Work task. Look below for the line containing "In this exercise you will spot the red heart graphic". Write out that line and the rest through the last one, exactly as they appear, but without pictures.

--- Information provided ---

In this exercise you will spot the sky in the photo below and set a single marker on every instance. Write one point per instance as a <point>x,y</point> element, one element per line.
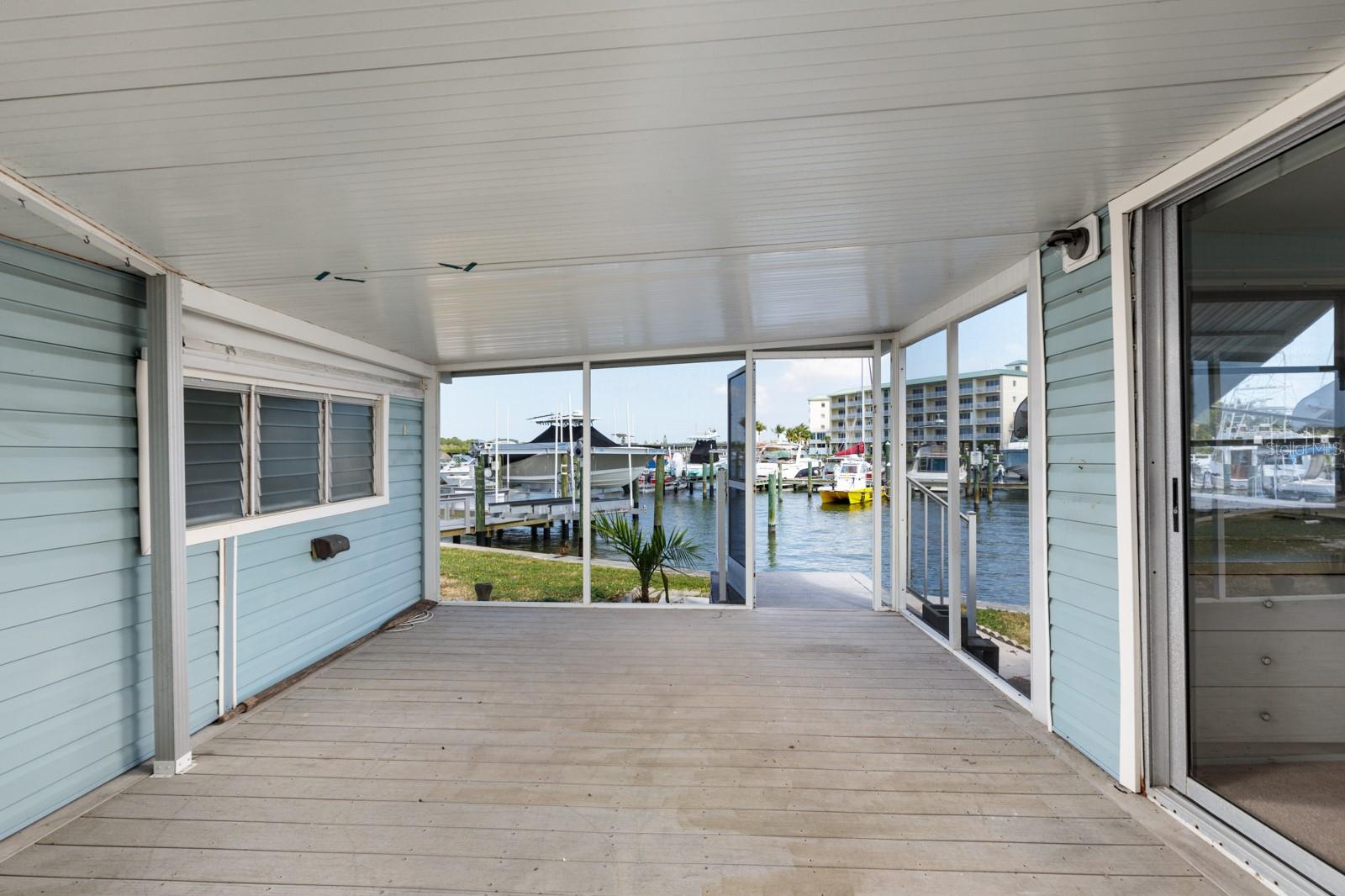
<point>678,401</point>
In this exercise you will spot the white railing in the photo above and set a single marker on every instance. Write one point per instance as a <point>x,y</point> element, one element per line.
<point>928,568</point>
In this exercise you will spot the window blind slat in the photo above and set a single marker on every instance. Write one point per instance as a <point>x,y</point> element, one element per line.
<point>289,447</point>
<point>351,451</point>
<point>214,452</point>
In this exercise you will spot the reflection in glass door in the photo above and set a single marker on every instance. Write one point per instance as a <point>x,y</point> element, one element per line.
<point>737,495</point>
<point>1263,308</point>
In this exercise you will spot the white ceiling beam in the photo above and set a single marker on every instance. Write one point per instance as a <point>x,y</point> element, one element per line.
<point>1308,101</point>
<point>30,198</point>
<point>1005,284</point>
<point>221,306</point>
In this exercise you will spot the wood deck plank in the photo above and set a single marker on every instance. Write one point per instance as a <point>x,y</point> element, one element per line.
<point>569,751</point>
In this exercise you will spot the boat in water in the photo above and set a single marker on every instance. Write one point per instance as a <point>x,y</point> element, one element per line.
<point>1015,450</point>
<point>783,458</point>
<point>542,463</point>
<point>853,485</point>
<point>931,468</point>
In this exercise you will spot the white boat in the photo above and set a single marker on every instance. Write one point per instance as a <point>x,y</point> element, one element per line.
<point>557,451</point>
<point>931,468</point>
<point>853,483</point>
<point>1015,461</point>
<point>1015,451</point>
<point>784,458</point>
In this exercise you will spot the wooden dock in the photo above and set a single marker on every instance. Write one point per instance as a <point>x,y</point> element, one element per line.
<point>629,751</point>
<point>457,513</point>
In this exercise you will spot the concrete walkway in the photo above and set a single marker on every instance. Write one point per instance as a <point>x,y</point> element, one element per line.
<point>814,591</point>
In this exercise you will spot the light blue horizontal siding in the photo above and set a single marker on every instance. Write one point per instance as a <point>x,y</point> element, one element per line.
<point>1082,505</point>
<point>293,609</point>
<point>76,667</point>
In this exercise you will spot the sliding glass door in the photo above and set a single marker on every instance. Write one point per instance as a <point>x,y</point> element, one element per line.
<point>1258,514</point>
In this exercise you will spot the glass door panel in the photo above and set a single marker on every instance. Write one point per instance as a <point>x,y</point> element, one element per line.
<point>1263,308</point>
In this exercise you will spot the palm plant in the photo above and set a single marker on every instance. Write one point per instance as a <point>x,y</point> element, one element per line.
<point>657,553</point>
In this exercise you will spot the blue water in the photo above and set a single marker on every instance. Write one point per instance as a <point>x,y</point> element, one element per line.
<point>815,537</point>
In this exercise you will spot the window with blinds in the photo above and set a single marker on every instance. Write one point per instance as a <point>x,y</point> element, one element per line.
<point>252,452</point>
<point>214,435</point>
<point>351,451</point>
<point>289,463</point>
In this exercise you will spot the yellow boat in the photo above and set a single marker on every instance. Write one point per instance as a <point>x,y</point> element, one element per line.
<point>851,486</point>
<point>847,495</point>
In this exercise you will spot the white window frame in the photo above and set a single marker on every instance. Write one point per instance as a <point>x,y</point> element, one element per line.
<point>255,521</point>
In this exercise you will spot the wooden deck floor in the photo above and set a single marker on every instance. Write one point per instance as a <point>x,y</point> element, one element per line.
<point>645,751</point>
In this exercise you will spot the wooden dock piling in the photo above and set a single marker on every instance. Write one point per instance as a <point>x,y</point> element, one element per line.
<point>773,499</point>
<point>479,519</point>
<point>659,475</point>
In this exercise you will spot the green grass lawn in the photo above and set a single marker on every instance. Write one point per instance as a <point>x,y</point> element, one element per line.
<point>1006,622</point>
<point>537,577</point>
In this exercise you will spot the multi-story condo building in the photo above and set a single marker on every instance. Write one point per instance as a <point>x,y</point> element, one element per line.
<point>985,405</point>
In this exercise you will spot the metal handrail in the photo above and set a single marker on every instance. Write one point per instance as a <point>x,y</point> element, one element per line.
<point>943,503</point>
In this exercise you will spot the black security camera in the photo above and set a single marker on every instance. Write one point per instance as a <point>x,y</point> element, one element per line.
<point>1073,241</point>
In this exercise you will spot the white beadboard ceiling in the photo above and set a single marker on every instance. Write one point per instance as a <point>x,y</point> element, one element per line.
<point>629,174</point>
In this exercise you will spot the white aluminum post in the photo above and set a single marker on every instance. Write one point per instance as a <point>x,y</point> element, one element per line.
<point>1039,618</point>
<point>167,525</point>
<point>430,488</point>
<point>588,482</point>
<point>880,424</point>
<point>954,454</point>
<point>750,486</point>
<point>898,498</point>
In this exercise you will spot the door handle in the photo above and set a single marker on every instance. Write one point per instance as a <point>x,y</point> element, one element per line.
<point>1176,503</point>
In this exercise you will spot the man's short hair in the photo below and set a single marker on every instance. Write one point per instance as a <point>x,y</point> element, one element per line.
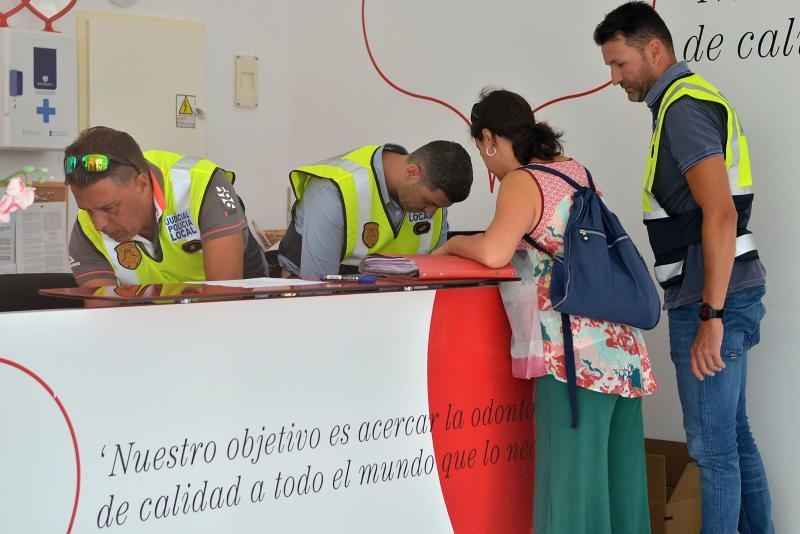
<point>447,166</point>
<point>637,22</point>
<point>110,142</point>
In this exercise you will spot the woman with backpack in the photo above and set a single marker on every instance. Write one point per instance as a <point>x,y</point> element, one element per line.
<point>590,478</point>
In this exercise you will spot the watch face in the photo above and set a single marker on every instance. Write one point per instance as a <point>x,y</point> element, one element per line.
<point>707,312</point>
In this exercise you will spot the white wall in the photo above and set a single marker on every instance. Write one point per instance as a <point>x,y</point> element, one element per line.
<point>253,142</point>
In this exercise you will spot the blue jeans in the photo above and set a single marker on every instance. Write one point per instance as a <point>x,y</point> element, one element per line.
<point>734,483</point>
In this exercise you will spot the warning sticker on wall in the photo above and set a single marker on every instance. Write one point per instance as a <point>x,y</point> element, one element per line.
<point>185,114</point>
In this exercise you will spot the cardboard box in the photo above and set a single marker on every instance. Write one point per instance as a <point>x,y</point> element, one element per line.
<point>673,486</point>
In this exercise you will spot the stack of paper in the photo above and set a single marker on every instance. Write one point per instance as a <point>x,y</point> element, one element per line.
<point>440,267</point>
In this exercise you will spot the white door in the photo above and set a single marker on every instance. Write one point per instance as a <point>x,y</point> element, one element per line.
<point>148,77</point>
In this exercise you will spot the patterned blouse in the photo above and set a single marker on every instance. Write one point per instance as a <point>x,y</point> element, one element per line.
<point>609,358</point>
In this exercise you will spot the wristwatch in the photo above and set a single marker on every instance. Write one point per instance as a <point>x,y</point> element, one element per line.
<point>707,312</point>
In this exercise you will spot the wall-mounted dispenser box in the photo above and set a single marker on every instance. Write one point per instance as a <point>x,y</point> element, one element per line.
<point>38,106</point>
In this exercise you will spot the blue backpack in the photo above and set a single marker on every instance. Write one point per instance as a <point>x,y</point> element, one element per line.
<point>601,276</point>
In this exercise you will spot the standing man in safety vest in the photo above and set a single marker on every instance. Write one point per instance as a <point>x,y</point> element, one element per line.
<point>377,198</point>
<point>697,203</point>
<point>153,217</point>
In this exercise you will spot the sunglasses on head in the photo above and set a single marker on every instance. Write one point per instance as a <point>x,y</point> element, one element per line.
<point>93,162</point>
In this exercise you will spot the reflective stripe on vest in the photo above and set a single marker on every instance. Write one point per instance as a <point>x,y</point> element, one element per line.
<point>184,185</point>
<point>367,226</point>
<point>664,273</point>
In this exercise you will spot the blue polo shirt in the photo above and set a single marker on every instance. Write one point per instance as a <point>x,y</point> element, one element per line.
<point>693,131</point>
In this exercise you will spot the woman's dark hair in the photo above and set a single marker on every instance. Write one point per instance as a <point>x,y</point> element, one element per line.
<point>509,115</point>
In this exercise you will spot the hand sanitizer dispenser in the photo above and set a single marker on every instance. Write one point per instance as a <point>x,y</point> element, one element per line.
<point>38,80</point>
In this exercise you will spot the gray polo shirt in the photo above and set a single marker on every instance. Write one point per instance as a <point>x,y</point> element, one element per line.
<point>693,131</point>
<point>319,220</point>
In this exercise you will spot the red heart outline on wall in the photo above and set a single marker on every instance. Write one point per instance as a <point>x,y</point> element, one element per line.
<point>5,15</point>
<point>48,21</point>
<point>64,413</point>
<point>447,105</point>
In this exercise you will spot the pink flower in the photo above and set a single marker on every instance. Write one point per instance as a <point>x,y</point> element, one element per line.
<point>6,208</point>
<point>17,196</point>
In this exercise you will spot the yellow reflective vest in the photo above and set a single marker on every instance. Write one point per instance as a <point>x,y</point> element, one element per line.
<point>368,229</point>
<point>185,183</point>
<point>671,234</point>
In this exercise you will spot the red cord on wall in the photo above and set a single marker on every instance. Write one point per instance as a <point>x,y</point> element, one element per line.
<point>26,4</point>
<point>445,104</point>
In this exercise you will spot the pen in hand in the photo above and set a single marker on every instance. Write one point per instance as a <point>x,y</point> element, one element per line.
<point>360,278</point>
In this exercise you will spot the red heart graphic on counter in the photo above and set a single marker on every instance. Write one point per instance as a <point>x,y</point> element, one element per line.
<point>469,368</point>
<point>52,394</point>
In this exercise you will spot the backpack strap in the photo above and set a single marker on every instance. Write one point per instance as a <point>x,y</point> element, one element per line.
<point>569,364</point>
<point>575,185</point>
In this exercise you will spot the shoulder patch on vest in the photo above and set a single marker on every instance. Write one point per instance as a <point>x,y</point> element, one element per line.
<point>422,227</point>
<point>192,246</point>
<point>128,255</point>
<point>370,234</point>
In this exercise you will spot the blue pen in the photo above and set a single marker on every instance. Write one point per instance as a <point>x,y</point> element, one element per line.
<point>360,278</point>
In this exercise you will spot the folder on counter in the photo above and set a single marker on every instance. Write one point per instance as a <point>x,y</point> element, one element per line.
<point>425,266</point>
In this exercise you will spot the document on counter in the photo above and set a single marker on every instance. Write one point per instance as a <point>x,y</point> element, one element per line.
<point>41,235</point>
<point>424,266</point>
<point>255,283</point>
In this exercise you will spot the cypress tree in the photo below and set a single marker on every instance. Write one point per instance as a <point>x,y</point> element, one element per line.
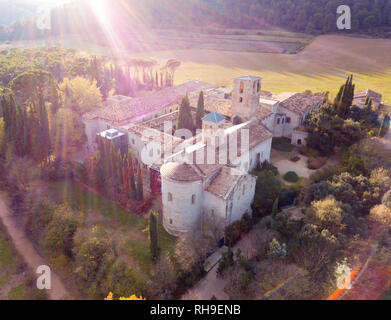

---

Output for this task.
In this exercise you will spot the red heart graphic on counter in the photo above and set a single marker on every instance. Write one point per instance as a <point>x,y</point> element, one element per line.
<point>469,368</point>
<point>52,394</point>
In this exercise you will spot the backpack strap in the photo above and set a single marker on every instance. Write one point per instance as a <point>x,y</point> element, one element per line.
<point>569,364</point>
<point>575,185</point>
In this exercise you will spot the shoulder patch on vest in the photo above and set a single marker on every instance. Write one point per instance as a <point>x,y</point> element, one element per line.
<point>422,227</point>
<point>192,246</point>
<point>128,255</point>
<point>370,234</point>
In this exercise you will spot the blue pen in the photo above and set a single marker on every instance. Write one point per instance as a <point>x,y</point> element, one element per line.
<point>360,278</point>
In this exercise you will spot the folder on counter in the photo above and set a single marker on every instance. Write one point per instance as a <point>x,y</point> element, one element per line.
<point>425,266</point>
In this exercise you will spot the document on counter in the photo above and set a single marker on every instance. Write one point per instance as a <point>x,y</point> element, one element per line.
<point>41,235</point>
<point>424,266</point>
<point>255,283</point>
In this exercise you will spot the cypress tree in the photo below and set a single marker on every instance. Write one point per instance as a <point>x,y</point> element, one element per line.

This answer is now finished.